Monday, May 30, 2011
I didn't always want to go there, be another ant in the anthole of a concrete city, but it's grown on me. I've romanticised it for sure, but the fact that reality is going to be harsher than I dreamed is not a deterrent, quite the contrary, in fact. No matter the struggle, the city lights will always be there to guide the way. The longing for the place has settled in my heart, hooking itself into my ventricles and letting the pumping muscle grow over it, so much so, that it is now as much a part of me as my blood, as the cells which create me. It's not leaving easily; the only way to satisfy this longing is to give in to it.
I ask only one thing of you, despite not having any right to ask anything at all and that is, don't follow me. I don't want you there. That's why I'm leaving. You don't have to understand. Just don't follow.
Saturday, May 28, 2011
Wednesday, May 25, 2011
So I'm letting you go. Fly, I don't want to see you here again. I found something in me, a want, a longing which has been felt before, but directed in different areas; this time it's possible to fulfill the yearning, I just have to let you go. It's time you found your way to the door and left my life; you offered me a challenge, and I'm picking up the gauntlet.
Tuesday, May 17, 2011
Rationality says "no, this can't be true, you're imagining things again," and maybe Rationality is right. But a sinister little voice cuts in and whispers vile contradictions in my ear. I almost side with that voice; it seems to have some evidence, even if it's tenuous. After all, I can't have imagined your eyes flickering over to me; surely I can't just be looking up every time you're looking over? And I'm sure you were staring and that's what caused me to look up from my book and catch you looking at me again. I'm not sure what those glances entail, but I would like to find out.
And how is it that we always end up sitting opposite each other? Coincidence? Because I can tell you now that I do not choose my seating position relative to yours. How about you? But perhaps that would explain why my eyes naturally seek you; you're always there. Also, I'm curious about you and your own glances in my direction.

[Saved entries]
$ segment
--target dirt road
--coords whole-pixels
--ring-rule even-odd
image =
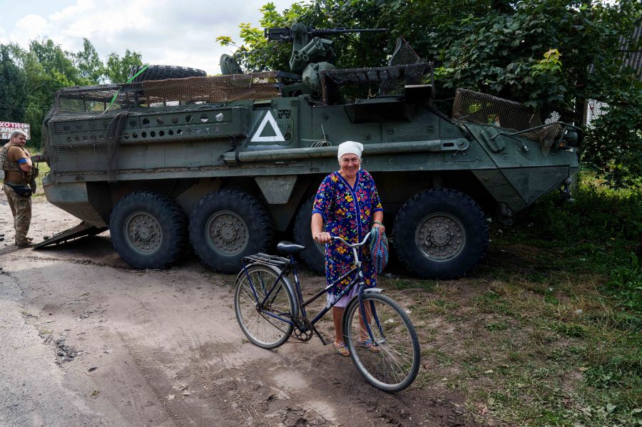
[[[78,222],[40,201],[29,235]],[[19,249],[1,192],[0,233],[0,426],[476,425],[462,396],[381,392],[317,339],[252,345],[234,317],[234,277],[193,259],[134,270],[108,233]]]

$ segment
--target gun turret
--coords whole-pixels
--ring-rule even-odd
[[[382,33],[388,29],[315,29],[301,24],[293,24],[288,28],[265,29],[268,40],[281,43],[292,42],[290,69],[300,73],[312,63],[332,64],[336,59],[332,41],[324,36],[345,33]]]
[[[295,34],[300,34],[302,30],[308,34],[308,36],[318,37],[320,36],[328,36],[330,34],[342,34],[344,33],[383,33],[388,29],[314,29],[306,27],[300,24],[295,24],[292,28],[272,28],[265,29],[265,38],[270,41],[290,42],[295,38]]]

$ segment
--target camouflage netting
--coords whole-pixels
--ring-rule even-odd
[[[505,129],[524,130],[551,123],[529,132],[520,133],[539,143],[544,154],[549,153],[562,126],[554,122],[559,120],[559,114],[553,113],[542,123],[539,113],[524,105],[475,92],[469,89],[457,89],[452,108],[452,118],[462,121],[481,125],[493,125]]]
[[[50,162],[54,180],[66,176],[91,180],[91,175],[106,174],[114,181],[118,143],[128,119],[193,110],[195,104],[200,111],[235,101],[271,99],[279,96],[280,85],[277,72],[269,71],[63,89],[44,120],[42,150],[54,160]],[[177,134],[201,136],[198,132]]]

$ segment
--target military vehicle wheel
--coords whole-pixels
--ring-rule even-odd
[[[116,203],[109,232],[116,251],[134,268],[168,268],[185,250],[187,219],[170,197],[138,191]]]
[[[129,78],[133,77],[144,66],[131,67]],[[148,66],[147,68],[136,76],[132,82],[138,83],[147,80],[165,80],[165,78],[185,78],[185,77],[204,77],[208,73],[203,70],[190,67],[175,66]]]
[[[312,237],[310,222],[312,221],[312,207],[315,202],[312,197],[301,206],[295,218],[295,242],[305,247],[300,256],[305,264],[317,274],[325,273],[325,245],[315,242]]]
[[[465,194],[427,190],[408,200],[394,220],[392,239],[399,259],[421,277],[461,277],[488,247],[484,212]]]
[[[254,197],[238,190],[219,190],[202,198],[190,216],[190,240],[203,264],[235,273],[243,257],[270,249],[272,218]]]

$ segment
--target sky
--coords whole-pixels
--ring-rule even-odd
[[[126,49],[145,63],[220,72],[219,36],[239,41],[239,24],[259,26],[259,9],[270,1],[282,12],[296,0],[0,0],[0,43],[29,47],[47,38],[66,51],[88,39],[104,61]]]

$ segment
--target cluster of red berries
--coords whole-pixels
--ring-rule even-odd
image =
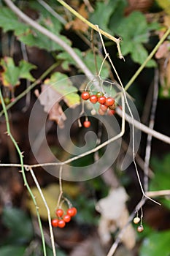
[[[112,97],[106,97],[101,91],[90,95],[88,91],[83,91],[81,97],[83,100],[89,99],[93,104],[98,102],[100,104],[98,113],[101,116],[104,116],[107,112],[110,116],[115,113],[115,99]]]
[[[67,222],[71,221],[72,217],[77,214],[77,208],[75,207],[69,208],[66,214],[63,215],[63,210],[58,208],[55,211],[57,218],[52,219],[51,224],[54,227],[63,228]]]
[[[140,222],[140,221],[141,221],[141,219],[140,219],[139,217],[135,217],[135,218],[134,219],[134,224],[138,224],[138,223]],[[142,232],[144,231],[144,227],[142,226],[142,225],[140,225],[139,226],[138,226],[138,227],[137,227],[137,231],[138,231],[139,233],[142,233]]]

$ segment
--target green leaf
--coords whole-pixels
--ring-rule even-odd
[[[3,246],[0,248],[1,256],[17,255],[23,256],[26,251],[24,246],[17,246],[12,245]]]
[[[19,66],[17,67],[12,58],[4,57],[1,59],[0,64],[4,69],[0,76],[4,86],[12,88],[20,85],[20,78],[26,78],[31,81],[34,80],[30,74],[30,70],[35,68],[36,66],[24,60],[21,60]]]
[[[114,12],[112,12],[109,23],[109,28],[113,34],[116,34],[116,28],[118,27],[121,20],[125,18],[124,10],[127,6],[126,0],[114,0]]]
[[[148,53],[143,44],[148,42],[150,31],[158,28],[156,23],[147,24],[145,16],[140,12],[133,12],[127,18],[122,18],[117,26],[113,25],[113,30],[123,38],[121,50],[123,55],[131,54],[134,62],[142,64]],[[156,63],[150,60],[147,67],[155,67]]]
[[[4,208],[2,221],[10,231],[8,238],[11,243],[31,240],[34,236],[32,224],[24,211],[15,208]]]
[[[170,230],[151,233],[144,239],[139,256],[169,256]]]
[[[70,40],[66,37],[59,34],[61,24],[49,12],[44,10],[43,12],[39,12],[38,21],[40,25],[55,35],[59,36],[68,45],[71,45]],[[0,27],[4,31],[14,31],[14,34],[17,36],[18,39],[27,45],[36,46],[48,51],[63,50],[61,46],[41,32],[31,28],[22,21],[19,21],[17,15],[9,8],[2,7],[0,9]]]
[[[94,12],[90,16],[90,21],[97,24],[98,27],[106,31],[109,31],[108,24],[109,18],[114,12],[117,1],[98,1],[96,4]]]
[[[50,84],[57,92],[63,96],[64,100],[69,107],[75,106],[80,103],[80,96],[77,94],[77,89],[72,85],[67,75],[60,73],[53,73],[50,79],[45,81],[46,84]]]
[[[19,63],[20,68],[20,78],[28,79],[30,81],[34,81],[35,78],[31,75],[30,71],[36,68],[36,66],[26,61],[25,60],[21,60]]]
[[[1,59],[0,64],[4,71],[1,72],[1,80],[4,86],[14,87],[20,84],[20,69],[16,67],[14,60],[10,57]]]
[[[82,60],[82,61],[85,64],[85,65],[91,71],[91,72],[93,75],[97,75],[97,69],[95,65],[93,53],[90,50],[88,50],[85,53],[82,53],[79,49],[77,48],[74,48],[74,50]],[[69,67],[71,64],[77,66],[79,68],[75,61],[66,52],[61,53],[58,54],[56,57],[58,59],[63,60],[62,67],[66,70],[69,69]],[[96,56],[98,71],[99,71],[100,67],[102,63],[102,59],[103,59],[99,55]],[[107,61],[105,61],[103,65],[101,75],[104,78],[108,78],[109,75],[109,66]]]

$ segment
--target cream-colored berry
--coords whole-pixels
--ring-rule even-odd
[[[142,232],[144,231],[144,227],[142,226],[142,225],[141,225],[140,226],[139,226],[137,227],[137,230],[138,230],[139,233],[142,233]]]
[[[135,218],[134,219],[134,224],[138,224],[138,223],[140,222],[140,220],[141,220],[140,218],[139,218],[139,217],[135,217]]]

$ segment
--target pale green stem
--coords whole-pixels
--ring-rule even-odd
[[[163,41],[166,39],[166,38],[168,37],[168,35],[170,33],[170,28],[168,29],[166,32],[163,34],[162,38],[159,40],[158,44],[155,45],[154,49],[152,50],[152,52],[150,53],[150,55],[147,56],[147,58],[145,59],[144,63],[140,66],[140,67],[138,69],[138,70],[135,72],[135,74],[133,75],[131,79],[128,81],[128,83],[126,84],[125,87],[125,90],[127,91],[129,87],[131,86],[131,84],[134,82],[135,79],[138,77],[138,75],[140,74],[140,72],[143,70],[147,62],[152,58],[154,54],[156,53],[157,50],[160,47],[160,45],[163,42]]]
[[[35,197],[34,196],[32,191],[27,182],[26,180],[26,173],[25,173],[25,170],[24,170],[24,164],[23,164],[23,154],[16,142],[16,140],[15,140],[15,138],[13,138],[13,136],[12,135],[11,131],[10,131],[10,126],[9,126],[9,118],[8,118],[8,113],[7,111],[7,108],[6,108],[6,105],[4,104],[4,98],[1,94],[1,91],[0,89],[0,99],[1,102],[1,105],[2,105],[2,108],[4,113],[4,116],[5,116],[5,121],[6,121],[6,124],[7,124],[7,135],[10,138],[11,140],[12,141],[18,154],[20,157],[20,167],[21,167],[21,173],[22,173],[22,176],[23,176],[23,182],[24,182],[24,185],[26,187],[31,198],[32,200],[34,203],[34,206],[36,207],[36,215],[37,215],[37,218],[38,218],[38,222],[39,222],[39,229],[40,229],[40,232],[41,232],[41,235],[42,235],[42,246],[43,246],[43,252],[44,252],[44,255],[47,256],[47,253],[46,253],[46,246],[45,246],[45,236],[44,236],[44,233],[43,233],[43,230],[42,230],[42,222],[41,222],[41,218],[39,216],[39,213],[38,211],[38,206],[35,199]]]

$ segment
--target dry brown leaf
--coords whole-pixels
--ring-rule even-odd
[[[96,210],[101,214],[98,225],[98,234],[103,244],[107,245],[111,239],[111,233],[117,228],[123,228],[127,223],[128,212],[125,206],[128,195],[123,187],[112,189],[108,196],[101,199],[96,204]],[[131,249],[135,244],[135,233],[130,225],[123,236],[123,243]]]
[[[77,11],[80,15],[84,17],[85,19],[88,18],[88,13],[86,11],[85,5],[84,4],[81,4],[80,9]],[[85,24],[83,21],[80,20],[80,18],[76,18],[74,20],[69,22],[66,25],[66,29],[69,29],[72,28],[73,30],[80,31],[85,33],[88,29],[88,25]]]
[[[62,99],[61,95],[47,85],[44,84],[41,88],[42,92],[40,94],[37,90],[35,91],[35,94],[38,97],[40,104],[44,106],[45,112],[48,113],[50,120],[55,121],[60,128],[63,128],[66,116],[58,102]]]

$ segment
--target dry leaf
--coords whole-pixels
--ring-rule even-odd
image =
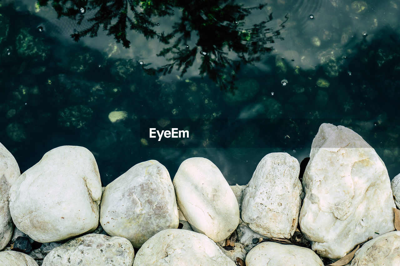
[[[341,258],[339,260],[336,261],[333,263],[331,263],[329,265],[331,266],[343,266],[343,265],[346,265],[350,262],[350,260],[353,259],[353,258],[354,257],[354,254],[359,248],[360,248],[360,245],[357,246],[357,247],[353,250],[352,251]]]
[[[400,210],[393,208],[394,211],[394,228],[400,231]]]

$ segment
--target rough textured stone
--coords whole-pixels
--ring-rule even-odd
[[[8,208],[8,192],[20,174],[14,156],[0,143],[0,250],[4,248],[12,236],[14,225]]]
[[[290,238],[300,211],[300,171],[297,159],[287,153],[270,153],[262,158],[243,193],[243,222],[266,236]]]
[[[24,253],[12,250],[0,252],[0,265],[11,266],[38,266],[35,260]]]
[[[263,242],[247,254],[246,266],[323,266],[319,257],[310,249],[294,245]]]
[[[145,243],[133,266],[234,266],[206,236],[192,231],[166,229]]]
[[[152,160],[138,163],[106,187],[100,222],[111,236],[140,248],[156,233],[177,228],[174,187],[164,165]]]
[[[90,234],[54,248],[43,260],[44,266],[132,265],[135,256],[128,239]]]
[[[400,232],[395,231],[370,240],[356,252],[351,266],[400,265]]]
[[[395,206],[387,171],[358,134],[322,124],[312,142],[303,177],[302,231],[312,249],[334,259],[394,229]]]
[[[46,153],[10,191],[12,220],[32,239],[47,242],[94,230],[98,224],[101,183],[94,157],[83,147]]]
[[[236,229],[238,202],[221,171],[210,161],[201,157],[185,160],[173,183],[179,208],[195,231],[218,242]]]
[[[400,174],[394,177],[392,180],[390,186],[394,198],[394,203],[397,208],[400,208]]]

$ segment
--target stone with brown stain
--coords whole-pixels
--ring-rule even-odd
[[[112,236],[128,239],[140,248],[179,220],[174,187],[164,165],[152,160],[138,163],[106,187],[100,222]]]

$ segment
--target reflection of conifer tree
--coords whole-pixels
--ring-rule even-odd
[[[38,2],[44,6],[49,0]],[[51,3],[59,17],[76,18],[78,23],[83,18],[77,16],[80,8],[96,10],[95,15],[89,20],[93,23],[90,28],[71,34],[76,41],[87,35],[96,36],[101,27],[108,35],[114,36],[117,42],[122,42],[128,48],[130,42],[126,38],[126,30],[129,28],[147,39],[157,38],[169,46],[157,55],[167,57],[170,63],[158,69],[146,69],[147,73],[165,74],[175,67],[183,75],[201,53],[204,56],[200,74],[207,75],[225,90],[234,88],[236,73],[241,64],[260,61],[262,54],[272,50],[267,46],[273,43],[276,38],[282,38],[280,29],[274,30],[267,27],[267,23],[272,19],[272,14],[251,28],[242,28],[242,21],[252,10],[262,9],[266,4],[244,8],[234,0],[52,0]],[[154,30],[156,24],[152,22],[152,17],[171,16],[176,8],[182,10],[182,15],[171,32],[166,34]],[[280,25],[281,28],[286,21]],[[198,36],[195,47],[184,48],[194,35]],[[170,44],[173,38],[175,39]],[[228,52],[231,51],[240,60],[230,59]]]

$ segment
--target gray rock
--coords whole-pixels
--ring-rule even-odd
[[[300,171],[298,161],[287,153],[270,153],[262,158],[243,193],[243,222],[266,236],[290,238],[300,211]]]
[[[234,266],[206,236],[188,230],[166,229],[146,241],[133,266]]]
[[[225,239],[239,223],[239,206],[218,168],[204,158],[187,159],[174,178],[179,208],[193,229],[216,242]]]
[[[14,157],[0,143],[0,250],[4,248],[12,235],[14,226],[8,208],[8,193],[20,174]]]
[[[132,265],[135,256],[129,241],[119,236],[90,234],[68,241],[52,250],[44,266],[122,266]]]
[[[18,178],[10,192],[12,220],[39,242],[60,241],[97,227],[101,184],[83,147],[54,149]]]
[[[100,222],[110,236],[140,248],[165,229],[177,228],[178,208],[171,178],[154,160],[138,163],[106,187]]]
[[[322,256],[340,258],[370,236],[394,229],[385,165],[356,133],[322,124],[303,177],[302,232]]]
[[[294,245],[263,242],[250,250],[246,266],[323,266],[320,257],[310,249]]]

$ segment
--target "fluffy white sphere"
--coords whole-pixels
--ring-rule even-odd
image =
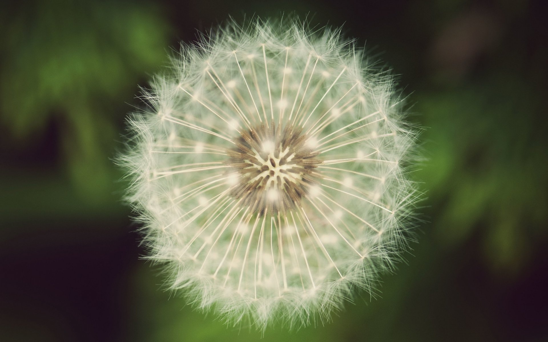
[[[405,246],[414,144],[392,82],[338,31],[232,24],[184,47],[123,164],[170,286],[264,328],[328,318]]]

-- WHAT TO PRODUCE --
Retype the dated blog posts word for word, starting at "Saturday, May 28, 2011" and ending at "up the gauntlet.".

-- TASK SOLUTION --
Saturday, May 28, 2011
Wednesday, May 25, 2011
So I'm letting you go. Fly, I don't want to see you here again. I found something in me, a want, a longing which has been felt before, but directed in different areas; this time it's possible to fulfill the yearning, I just have to let you go. It's time you found your way to the door and left my life; you offered me a challenge, and I'm picking up the gauntlet.